TEXT SEGMENT —
^^^^^^^^^^^^^^^^
Joe Biden has quite the history with remarks about race that would make any Republican a non-viable candidate after the MSM was done with them.

The former Vice President, who insisted in May that African Americans 'ain't black' if they don't vote for him, suggested last year that 'poor kids are just as smart as white kids,' and worried in 1977 that desegregation would force his children to grow up in a 'racial jungle' - went on a tirade against minorities in 1993 while sponsoring the Democrats' 1994 crime bill, which supercharged the mass incarceration of people of color.

There's also that clip of Biden speaking fondly of his work with segregationists which his running mate Kamala Harris slammed him for during the primary debates (and later dismissed as nothing more than politics).

The crux of Biden's 1993 argument: It doesn't matter if minority criminals were "deprived as a youth," or had a "blackground that enabled them to become socialized into the fabric of society," or whether they're the "victims of society," they need to be taken off the streets.

"The end result is, they're about to knock my mother on the head with a lead pipe, shoot my sister, beat up my wife, take on my sons,"
^^^^^^^^^^^^^^^^
GIVEN DATA —
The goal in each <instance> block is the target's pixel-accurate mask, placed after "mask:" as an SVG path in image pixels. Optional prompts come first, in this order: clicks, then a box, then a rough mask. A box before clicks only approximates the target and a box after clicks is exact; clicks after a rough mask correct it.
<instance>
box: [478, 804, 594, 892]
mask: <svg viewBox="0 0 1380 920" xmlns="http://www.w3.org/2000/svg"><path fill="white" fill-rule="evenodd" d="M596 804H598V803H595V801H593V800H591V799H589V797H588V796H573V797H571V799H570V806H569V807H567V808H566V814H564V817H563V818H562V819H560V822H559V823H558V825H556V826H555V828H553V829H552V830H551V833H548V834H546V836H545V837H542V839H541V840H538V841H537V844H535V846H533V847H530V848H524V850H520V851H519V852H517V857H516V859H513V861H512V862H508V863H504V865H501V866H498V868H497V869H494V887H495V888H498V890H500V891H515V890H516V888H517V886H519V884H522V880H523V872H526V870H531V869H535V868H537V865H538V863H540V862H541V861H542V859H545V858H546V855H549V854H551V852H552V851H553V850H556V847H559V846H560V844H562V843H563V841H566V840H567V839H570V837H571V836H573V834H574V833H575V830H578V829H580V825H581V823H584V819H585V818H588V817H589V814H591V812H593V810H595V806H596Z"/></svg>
^^^^^^^^^^^^^^^^
Please repeat a stretch of the text on Biden's remarks about race word for word, starting at "Joe Biden has" and stopping after "more than politics).".

ANSWER AREA —
Joe Biden has quite the history with remarks about race that would make any Republican a non-viable candidate after the MSM was done with them.

The former Vice President, who insisted in May that African Americans 'ain't black' if they don't vote for him, suggested last year that 'poor kids are just as smart as white kids,' and worried in 1977 that desegregation would force his children to grow up in a 'racial jungle' - went on a tirade against minorities in 1993 while sponsoring the Democrats' 1994 crime bill, which supercharged the mass incarceration of people of color.

There's also that clip of Biden speaking fondly of his work with segregationists which his running mate Kamala Harris slammed him for during the primary debates (and later dismissed as nothing more than politics).